* Extract provided *
*** Begin section ***
The following is the latest COVID-19 information from the Pennsylvania and federal governments and others as of 4:00 p.m. on Thursday, April 16.
Pennsylvania Update
Daily COVID-19 Briefing
- The number of new COVID-19 cases has remained relatively steady for the past four days and well below where it was a week ago.
- But the death toll remains higher than it has been in Pennsylvania for most of the past month.
- 1401 people with COVID-19 are health care workers.
- 2503 COVID-19 patients are currently in hospitals, 664 of them on ventilators.
- As of today, 41 percent of the state’s acute-care hospital beds and 37 percent of its ICU beds are unoccupied and nearly 70 percent of its ventilators are not currently in use.
- The state is now providing negative test result numbers on a county-by-county basis; included in those figures are gender breakdowns.
- While race and ethnicity data remains elusive, the Department of Health is working on this providers and is now presenting data on positive test results and deaths by race (scroll down about halfway).
- The state will not give retailers more time to comply with the new requirement that employees and customers all wear masks.
- The Department of Health recommends that people riding public transportation wear masks but is not requiring it.
- When asked, Secretary Levine would not reject the possibility of some form of stay-at-home requirement extending into the fall but reiterated her past explanation that the disease will determine the time line.
Department of Human Services
DHS has updated its guidance on the use of the CR modifier and the DR condition code for COVID-19 disaster/emergency-related claims.
Department of Health
The federal Department of Health and Human Services Office of Civil Rights has resolved a civil rights complaint against Pennsylvania over complaints that the state’s interim Pennsylvania Crisis Standards of Care for Pandemic Guidelines would discriminate against the disabled if the state needed to begin triaging access to critical care and ventilators. Pennsylvania has revised those standards to the Office of Civil Rights’ satisfaction.
Department of State
The Department of State has expanded “clinical clerk” services during the COVID-19 emergency. Under ordinary circumstances, clinical clerks may serve only patients in hospital settings. Under this waiver, clinical clerks will be assigned to work in hospitals but may provide services by phone to other health care settings. The objective of this change is to facilitate the use of medical students as clinical clerks with the understanding that they will work under the supervision of MDs and DOs.
Federal Update
Department of Health and Human Services
- HHS has established a portal for recipients of CARES Act funding designated for hospitals and health care providers to attest to their acceptance of the terms and conditions of these grants. Recipients must complete this attestation within 30 days of receipt of a grant.
*** End section ***
* Record excerpts *
*** Begin section ***
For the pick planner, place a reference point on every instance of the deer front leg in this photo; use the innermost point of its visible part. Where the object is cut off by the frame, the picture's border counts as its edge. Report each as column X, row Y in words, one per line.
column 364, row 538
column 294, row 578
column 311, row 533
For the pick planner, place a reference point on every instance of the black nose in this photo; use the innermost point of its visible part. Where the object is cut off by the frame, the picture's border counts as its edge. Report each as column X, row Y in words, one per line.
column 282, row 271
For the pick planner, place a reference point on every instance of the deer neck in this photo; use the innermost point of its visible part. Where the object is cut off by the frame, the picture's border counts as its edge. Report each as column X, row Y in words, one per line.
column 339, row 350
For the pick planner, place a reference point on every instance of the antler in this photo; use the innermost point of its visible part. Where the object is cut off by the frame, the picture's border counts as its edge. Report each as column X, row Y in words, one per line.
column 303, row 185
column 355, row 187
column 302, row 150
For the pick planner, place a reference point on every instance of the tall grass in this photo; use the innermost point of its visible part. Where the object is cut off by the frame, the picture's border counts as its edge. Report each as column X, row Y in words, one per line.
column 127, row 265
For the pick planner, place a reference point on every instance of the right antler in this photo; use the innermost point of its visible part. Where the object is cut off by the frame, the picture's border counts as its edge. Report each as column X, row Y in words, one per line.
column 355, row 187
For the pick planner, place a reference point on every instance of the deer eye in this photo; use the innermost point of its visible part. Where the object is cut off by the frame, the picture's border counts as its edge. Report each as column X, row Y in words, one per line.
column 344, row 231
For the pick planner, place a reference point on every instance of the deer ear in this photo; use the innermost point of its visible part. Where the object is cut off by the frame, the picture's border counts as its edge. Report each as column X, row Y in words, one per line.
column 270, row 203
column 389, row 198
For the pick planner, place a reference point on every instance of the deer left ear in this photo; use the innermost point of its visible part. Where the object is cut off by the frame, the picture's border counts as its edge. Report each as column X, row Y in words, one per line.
*** End section ***
* Exercises *
A - According to the COVID-19 update, how many hospitalized COVID-19 patients were on ventilators?
B - Reproduce the COVID-19 update between "- 1401 people" and "currently in use.", inclusive.
C - Go on with the COVID-19 update, writing onward from its final sentence.
The data is separate material from the COVID-19 update.

* Answers *
A - 664 of them were on ventilators.

B -
- 1401 people with COVID-19 are health care workers.
- 2503 COVID-19 patients are currently in hospitals, 664 of them on ventilators.
- As of today, 41 percent of the state’s acute-care hospital beds and 37 percent of its ICU beds are unoccupied and nearly 70 percent of its ventilators are not currently in use.

C -
Centers for Medicare & Medicaid Services
- CMS has updated its list of blanket waivers for health care providers. CMS updates this document regularly, with the latest update including changes in Medicare reimbursement for acute-care hospitals, long-term care hospitals, and inpatient rehabilitation facilities required by the CARES Act.
Federal Emergency Management Agency
- FEMA, working with the Department of Health and Human Services through the FEMA Healthcare Resilience Task Force, has developed a “COVID-19 Hospital Resource Package” that addresses such issues as hospital surge, crisis standards of care, staffing surge and resilience, workforce protection, regulatory relief, equipment supply surge, and telemedicine.
Food and Drug Administration
- The FDA has published guidance for a temporary policy for the compounding of certain drugs for hospitalized patients by outsourcing facilities during the COVID-19 emergency.
- The FDA has published guidance on its enforcement policy for digital health devices for treating psychiatric disorders during the COVID-19 emergency. The purpose of this policy is to reduce direct contact between providers and patients.
- The FDA has published an overview of its response to COVID-19, summarizing the information resources it has prepared, its work involving medical products and therapeutics, and the guidance policies it has published.
- The FDA has issued an emergency use authorization (EUA) for two specific commercial serology tests to detect the presence of COVID-19 antibodies. Those EUAs can be found here and here.
- The FDA has issued an EUA for the emergency use of a specific commercial product for use in decontaminating compatible N95 and N95-equivalent masks for single-user reuse by health care personnel.
- The FDA has updated its FAQs on home-use blood glucose meters used within hospitals during the COVID-19 pandemic.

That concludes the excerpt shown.